──────── RECORDS SHOWN ────────

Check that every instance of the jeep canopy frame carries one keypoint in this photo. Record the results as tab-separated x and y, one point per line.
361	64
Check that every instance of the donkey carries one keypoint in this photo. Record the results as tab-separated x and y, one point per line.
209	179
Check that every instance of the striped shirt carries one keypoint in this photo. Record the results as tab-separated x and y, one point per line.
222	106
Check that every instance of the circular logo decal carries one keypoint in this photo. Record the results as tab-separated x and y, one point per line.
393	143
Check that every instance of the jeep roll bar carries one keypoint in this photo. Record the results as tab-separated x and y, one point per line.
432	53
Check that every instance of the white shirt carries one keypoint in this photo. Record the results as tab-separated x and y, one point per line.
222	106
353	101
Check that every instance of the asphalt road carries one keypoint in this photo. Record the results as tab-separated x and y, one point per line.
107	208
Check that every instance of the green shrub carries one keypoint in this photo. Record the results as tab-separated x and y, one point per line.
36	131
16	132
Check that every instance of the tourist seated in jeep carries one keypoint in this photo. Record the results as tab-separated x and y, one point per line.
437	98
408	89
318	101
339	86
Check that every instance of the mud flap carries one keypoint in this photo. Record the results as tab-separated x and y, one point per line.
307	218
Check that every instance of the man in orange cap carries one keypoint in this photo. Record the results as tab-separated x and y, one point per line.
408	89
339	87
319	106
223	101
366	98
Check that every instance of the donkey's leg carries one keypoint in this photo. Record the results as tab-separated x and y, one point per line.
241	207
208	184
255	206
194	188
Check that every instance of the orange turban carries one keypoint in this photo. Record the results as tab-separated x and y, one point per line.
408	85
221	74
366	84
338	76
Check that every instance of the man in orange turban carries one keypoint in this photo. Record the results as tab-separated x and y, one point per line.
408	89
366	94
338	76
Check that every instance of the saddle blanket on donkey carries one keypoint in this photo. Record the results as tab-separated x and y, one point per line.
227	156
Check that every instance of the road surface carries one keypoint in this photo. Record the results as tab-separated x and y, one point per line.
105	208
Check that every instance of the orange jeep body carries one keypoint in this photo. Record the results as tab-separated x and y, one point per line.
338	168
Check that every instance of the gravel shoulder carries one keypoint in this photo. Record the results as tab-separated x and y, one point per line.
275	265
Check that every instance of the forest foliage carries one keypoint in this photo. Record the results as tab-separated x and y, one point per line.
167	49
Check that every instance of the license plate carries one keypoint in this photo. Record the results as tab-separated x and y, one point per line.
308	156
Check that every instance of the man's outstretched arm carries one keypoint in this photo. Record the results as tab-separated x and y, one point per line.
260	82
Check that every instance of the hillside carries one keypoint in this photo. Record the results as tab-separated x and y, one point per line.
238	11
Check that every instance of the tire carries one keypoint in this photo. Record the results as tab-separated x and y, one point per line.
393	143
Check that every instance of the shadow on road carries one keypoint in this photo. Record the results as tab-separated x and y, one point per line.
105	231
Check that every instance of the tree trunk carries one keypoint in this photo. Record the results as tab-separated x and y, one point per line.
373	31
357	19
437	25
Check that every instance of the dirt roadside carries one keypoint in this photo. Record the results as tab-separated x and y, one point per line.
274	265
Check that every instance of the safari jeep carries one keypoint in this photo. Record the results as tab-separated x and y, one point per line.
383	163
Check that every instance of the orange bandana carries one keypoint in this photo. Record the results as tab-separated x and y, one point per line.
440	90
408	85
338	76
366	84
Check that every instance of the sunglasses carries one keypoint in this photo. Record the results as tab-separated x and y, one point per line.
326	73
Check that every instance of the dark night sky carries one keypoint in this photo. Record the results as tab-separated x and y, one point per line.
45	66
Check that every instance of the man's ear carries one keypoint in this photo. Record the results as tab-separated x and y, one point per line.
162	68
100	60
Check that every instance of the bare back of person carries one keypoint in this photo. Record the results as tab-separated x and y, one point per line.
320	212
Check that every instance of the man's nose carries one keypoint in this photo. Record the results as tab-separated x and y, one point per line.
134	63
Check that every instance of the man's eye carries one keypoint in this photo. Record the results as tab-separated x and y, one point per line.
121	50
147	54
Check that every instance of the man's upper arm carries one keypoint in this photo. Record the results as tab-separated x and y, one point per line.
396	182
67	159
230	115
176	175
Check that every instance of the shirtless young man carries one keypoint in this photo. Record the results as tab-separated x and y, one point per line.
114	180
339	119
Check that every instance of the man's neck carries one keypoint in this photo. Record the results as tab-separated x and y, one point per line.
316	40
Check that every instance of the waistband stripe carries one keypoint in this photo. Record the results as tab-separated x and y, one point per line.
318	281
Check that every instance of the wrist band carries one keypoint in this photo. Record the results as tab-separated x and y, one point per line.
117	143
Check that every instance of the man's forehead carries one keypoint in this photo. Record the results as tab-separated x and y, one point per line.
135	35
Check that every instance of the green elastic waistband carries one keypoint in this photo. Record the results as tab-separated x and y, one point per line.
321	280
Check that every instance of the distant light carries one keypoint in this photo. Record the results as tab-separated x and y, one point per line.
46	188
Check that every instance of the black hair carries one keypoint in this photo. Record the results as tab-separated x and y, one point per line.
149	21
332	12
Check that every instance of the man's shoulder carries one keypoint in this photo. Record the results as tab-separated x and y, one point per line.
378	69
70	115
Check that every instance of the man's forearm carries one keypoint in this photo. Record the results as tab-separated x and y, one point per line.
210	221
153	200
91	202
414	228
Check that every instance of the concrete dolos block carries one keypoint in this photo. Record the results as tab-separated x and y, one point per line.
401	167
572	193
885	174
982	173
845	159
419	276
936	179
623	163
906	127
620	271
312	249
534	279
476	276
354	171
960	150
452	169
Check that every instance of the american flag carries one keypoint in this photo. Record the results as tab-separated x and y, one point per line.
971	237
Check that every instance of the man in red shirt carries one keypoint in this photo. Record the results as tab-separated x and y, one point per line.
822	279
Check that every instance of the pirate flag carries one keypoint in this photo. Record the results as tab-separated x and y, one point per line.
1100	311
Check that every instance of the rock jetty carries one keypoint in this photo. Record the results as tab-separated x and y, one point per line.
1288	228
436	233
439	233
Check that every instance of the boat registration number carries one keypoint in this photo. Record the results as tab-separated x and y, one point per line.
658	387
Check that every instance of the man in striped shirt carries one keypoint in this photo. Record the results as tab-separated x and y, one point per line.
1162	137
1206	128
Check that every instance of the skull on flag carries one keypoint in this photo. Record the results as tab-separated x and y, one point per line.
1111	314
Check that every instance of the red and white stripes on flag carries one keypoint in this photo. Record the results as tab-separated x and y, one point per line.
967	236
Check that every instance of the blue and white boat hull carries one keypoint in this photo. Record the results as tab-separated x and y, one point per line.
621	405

────────

WORK ORDER: Extract all of the data above and output it character for character.

RESULT FOR THIS EXERCISE:
Check that every instance of the jeep canopy frame carries one keypoint in this photo. Record the results as tab-separated x and y, one point per line.
361	64
Check that every instance of the donkey carries one keypoint in this photo. Record the results as tab-separated x and y, one point per line.
209	179
Check that every instance of the striped shirt carries one keypoint in this photo. Record the results as tab-separated x and y, one point per line.
222	106
Check that every instance of the circular logo decal carries one keypoint in this photo. Record the results as tab-separated x and y, one point per line.
393	143
Check that every instance of the jeep roll bar carries one keypoint in this photo. Record the results as tab-separated x and y, one point per line.
432	53
Check that every instance of the white shirt carries one keypoint in this photo. Record the results as tab-separated x and y, one point per line.
222	106
353	101
Check that every instance of the asphalt road carries one keypoint in this photo. Record the results as tab-separated x and y, one point per line.
107	208
Check that every instance of the green shrub carries one keypoint in this photo. Record the results as tab-separated x and y, one point per line.
36	131
16	132
Check that every instance of the tourist seated in jeep carries one keypoint in this photo. Record the results as tab-separated x and y, one point per line.
437	98
408	89
318	101
339	86
Check that every instance of the mud flap carries one keypoint in this photo. Record the results as tab-separated x and y, one point per line.
307	218
Check that every instance of the man in orange cap carries one keypoint in this photo. Record the results as tab-separated x and y, one point per line.
408	89
339	87
319	106
223	101
366	98
Check that every instance of the donkey's leg carries one keypoint in this photo. Record the results as tab-separated x and y, one point per line.
241	207
208	184
255	206
194	188
Check that every instance of the orange turban carries one keypoint in this photo. Record the results as tab-separated x and y, one point per line.
408	85
221	74
366	84
338	76
Check that every instance of the man in orange turban carries one keypoint in this photo. Record the results as tab-separated x and y, one point per line.
408	89
366	94
338	76
Check that every instance of the saddle blanket on donkey carries one keypoint in this photo. Record the results as tab-separated x and y, one point per line.
227	156
Check that every instance of the road surface carries one keypoint in this photo. Record the results as tab-separated x and y, one point per line.
105	208
Check that every instance of the orange jeep body carries one keypoint in this photo. Record the results as tab-separated x and y, one point per line.
338	168
Check that every instance of the gravel shoulder carries one keypoint in this photo. Record the results as tab-separated x and y, one point per line.
275	265
Check that every instance of the forest foliage carries one keypoint in this photo. Record the results as tab-separated x and y, one point per line.
167	49
Check that every instance of the license plate carries one keypoint in this photo. Record the results as tab-separated x and y, one point per line.
308	156
Check that every instance of the man's outstretched arm carries one keypoint in this photo. Record the results as tab-separated x and y, one point per line.
260	82
Check that every instance of the hillside carries one keypoint in this photo. Record the results as tab-separated x and y, one point per line.
238	11
Check that every instance of the tire carries one keypoint in this photo. Record the results as tab-separated x and y, one point per line.
393	143
Check that every instance of the shadow on road carries one keypoint in this photo. Record the results as tab-separated x and y, one point per line.
105	231
Check that every instance of the tree trunk carries one keypoint in this photo. Record the results as tab-separated x and y, one point per line.
373	31
357	19
437	25
Check that every instance of the dirt roadside carries one keypoint in this photo. Record the results as tab-separated x and y, one point per line.
274	265
Check that every instance of the safari jeep carries one keypoint in this photo. Record the results as tab-separated x and y, one point per line.
383	163
Check that every instance of the orange bandana carries one keypoint in this photo. Record the results as tab-separated x and y, one point per line.
440	90
408	85
338	76
366	84
Check that every instance of the sunglasses carries one keypoint in this photo. Record the results as tab-separated x and y, one point per line.
326	73
Check that every instance of the dark night sky carries one keypoint in this photo. Record the results as tab-separated x and y, one point per line.
45	66
Check that every instance of the man's ear carries one keypoint in this photo. Record the results as tab-separated x and y, one point per line.
162	68
100	60
Check that every instance of the bare back of person carries one keypoint in this photo. Record the results as tab-separated x and y, one point per line.
320	212
Check that every instance of the man's nose carries one keypoint in this photo. Record the results as tab-separated x and y, one point per line.
134	63
Check that every instance of the man's eye carries one keypoint in this photo. Record the results as tab-separated x and y, one point per line.
121	50
147	54
Check that every instance of the man's upper arm carries one keypoint in this photo. Record the results as tab-separated x and y, one point per line.
396	182
67	159
230	115
176	175
Check that every instance of the shirtless young man carries one keypoint in this photo. Record the results as tab-separated x and y, one point per line.
114	180
339	119
Check that every instance of the man's neck carries one keypoint in this photo. Record the results as tab-separated x and y, one point per line.
316	40
Check that every instance of the waistband stripe carries one keypoint in this photo. Record the results as tab-separated x and y, one point per line.
318	281
Check that every instance of the wrist band carries one keypoint in this photo. Record the results as tab-separated x and y, one point per line.
117	143
Check that every instance of the man's forehead carries one keypoint in this photo. Record the results as tab-separated x and y, one point per line.
135	35
Check that every instance of the green elastic waistband carries one keypoint in this photo. Record the results as tab-separated x and y, one point per line.
321	280
Check that every instance of the distant light carries one keypoint in this photo. Record the results as tab-separated x and y, one point per line.
46	188
Check that every instance of the black hair carries one keypoint in this photo. Record the results as tab-separated x and y, one point per line.
149	21
332	12
Check that every instance of the man's shoulder carries one keypoint in this photo. Record the results as tab-separated x and y, one point per line.
378	69
70	115
Check that every instance of the man's forearm carries one keypoint in this photo. Record the results as tab-separated x and y, one point per line.
210	221
153	200
91	202
414	228
Check that every instance of the concrete dolos block carries one keypoint in this photo. Record the results as tab-separated x and y, one point per line.
401	167
572	193
885	174
982	173
845	159
419	276
936	179
623	163
906	127
620	271
312	249
534	279
476	276
354	171
960	150
452	169
Check that every instance of the american flag carries one keypoint in this photo. Record the results as tab-separated x and y, one point per line.
971	237
Check that every instance of the man in red shirt carries one keypoint in this photo. Record the results as tab-separated x and y, one point per line.
822	279
Check that every instance of the pirate flag carries one keypoint in this photo. Record the results as tab-separated x and y, one point per line.
1100	311
Check that every instance of the rock jetty carries one keypoint in this photo. Record the results as tab-separated x and y, one point per line.
1288	228
436	233
439	233
Check that every instance of the boat registration number carries one keypoint in this photo. Record the results as tab-separated x and y, one point per line.
658	387
Check that every instance of the man in striped shirt carries one keypoint in this photo. Record the results as tab-separated x and y, one point per line.
1162	137
1206	128
Check that every instance of the skull on flag carries one keypoint in this photo. Record the results as tab-separated x and y, one point per line.
1111	314
Check that every instance of the red and white stripes on flag carries one keypoint in this photo. Record the results as tab-separated x and y, one point per line.
967	236
Check that every instance of the blue and white boat hull carries one keypoint in this photo. Record the results as tab-separated x and y, one point per line.
621	405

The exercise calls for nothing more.